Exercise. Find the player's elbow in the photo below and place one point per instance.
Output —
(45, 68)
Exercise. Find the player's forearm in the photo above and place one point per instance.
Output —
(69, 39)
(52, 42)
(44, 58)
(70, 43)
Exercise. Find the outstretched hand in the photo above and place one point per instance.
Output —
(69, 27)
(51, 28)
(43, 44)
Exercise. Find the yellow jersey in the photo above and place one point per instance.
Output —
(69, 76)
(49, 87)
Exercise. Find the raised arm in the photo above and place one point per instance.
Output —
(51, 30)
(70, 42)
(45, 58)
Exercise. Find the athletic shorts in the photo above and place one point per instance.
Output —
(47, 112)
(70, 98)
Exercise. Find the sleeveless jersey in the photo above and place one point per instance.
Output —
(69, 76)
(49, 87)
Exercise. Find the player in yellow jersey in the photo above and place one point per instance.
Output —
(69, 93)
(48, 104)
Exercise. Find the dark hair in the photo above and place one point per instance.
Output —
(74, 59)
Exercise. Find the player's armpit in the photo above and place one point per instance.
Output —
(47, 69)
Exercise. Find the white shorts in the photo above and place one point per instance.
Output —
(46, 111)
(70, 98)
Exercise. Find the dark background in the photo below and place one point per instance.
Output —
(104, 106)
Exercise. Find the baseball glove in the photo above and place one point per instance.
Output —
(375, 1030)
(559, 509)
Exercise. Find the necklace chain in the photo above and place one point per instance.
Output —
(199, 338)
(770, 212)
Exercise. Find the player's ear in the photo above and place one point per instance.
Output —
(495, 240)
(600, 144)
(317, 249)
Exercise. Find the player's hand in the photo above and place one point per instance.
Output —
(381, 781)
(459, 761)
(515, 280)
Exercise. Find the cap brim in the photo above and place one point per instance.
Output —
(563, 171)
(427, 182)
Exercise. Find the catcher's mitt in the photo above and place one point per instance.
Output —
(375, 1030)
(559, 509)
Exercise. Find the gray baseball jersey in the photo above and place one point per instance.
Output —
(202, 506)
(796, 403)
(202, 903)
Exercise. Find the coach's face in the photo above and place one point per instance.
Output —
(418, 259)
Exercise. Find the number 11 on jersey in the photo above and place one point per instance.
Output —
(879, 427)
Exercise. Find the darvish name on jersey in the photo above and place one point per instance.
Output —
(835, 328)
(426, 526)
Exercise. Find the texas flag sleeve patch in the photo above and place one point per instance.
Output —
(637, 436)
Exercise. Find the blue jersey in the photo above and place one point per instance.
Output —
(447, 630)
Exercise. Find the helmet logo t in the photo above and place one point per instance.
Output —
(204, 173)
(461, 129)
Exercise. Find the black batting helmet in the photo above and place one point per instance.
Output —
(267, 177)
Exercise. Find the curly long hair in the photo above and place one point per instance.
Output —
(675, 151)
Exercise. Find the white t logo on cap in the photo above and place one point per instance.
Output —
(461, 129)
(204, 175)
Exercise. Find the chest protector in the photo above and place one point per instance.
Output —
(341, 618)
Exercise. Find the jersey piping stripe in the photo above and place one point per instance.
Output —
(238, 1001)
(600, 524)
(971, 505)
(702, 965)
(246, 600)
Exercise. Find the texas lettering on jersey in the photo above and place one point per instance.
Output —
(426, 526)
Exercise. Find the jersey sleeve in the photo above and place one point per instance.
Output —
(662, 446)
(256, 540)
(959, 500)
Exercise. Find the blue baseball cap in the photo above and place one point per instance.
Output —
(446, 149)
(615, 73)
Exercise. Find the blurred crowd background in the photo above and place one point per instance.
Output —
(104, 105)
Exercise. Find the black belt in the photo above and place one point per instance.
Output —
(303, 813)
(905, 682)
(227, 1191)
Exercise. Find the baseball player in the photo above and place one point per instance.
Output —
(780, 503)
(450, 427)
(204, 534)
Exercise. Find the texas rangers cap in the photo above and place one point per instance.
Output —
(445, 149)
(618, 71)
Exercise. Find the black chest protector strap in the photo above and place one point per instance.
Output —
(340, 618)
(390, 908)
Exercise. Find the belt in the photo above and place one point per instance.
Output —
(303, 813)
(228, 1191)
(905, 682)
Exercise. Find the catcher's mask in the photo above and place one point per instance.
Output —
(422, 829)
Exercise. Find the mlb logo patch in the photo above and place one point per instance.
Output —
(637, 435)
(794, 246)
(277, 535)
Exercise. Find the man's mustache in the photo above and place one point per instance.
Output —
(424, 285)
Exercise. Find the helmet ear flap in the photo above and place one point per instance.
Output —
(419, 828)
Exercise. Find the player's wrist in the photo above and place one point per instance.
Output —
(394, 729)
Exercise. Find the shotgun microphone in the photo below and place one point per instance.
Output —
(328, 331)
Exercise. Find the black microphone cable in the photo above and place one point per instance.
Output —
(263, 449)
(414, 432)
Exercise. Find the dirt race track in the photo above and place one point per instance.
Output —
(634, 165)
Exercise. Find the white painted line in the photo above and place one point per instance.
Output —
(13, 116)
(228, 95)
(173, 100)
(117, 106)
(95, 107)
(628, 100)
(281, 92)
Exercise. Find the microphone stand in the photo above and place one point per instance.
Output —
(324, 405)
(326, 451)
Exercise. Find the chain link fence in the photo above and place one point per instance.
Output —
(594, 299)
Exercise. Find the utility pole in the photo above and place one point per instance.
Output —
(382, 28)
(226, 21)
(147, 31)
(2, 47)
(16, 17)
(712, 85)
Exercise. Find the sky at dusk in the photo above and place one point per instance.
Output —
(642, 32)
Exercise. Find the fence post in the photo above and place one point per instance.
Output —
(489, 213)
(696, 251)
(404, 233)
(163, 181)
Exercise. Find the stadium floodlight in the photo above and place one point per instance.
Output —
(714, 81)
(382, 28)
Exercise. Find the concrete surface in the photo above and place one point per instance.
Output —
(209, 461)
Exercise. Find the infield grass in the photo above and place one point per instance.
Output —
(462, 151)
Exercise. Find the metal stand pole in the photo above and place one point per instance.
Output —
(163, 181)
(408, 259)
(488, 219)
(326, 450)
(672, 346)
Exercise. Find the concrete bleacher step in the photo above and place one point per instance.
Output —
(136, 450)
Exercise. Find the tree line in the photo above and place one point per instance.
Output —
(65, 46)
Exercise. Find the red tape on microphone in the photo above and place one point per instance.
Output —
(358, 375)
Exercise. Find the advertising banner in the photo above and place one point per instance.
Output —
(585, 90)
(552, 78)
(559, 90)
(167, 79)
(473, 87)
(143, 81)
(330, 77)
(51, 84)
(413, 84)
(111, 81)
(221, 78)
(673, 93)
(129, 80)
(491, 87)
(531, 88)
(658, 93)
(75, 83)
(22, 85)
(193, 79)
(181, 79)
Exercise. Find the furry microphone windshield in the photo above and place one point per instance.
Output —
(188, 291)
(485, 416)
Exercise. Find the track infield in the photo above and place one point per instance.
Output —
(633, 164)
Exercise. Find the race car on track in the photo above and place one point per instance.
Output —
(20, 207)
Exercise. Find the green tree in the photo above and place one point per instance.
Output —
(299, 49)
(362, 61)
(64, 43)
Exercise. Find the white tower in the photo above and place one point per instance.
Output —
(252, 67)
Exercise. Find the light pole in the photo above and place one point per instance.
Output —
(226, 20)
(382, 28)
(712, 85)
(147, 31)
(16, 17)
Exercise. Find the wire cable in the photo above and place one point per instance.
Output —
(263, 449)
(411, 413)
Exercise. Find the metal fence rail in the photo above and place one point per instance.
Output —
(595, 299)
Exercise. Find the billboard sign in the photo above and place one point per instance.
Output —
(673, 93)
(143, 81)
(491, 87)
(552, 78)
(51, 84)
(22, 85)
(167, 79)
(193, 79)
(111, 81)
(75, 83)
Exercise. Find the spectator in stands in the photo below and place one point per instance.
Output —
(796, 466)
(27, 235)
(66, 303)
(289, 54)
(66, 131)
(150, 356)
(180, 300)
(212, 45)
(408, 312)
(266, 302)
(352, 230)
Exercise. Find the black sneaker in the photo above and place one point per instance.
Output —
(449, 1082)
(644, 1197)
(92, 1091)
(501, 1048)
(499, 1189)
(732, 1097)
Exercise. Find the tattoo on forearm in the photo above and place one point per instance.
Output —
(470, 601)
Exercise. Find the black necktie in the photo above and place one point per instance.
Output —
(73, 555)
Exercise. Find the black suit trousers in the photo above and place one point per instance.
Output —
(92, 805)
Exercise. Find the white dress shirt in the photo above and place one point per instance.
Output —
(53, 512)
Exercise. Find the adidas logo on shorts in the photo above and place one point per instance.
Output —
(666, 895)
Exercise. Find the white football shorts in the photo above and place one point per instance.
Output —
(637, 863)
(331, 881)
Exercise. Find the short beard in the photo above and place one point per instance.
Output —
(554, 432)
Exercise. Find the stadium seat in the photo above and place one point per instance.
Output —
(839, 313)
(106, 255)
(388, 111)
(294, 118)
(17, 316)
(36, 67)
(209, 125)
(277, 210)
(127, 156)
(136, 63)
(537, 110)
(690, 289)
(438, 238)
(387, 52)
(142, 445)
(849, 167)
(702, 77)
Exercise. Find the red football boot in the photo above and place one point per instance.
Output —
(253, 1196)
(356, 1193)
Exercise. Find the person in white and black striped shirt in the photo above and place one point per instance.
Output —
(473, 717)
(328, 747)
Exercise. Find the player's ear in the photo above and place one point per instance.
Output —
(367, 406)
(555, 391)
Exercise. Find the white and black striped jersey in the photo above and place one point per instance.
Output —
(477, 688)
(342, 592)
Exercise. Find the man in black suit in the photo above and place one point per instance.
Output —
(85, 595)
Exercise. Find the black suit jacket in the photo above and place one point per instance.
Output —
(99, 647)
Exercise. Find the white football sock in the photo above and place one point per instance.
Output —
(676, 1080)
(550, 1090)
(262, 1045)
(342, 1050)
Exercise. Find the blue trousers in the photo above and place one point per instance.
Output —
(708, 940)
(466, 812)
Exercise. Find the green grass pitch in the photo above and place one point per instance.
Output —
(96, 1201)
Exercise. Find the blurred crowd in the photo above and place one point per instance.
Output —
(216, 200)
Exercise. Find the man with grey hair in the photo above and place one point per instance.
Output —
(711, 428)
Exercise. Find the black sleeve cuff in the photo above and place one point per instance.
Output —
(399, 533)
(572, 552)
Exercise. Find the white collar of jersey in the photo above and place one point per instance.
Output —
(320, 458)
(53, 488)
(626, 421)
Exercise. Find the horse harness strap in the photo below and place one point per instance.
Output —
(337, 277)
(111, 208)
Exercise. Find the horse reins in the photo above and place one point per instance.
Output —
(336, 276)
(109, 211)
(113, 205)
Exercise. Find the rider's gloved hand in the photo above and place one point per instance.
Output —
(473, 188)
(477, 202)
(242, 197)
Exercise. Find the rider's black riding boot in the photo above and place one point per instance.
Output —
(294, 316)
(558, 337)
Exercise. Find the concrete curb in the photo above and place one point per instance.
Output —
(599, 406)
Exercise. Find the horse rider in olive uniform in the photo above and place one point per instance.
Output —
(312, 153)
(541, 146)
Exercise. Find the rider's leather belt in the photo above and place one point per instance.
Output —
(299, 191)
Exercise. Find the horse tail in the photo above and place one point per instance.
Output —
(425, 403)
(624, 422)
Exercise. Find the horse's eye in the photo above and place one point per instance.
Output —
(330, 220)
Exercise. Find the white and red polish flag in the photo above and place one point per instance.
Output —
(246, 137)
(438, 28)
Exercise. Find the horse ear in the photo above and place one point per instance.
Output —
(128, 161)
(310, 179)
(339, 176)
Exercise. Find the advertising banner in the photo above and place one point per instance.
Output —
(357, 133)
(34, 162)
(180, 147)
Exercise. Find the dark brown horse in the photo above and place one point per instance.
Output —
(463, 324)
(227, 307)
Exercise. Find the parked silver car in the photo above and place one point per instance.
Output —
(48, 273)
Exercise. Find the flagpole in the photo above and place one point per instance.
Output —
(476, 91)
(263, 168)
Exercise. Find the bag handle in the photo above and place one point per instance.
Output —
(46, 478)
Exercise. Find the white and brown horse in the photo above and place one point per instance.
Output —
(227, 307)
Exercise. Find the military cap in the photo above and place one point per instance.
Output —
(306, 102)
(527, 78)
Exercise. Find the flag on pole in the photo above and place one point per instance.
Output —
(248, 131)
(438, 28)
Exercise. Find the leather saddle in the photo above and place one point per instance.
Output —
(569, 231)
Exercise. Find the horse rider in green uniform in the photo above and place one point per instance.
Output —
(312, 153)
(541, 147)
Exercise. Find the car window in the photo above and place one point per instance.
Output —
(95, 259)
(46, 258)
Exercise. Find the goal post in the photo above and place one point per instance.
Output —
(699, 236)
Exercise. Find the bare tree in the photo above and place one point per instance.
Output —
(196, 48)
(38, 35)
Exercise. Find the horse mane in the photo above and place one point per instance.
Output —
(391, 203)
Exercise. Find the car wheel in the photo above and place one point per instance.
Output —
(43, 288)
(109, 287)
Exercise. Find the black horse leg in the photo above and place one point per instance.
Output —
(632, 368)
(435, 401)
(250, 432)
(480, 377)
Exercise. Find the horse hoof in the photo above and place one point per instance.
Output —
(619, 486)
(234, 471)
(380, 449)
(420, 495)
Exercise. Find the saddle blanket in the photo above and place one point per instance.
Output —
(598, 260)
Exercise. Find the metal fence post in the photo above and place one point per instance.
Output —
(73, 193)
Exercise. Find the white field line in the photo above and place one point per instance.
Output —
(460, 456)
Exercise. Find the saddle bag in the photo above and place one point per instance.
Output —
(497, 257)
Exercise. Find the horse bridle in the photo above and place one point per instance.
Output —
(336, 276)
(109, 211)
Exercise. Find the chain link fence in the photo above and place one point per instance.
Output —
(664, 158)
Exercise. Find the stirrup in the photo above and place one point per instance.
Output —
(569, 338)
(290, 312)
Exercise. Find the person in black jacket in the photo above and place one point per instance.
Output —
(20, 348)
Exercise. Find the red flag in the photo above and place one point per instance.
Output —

## [WHAT TO PRODUCE]
Across the records, count the lines holding the string "background". Give the number and stop.

## [ANSWER SPACE]
2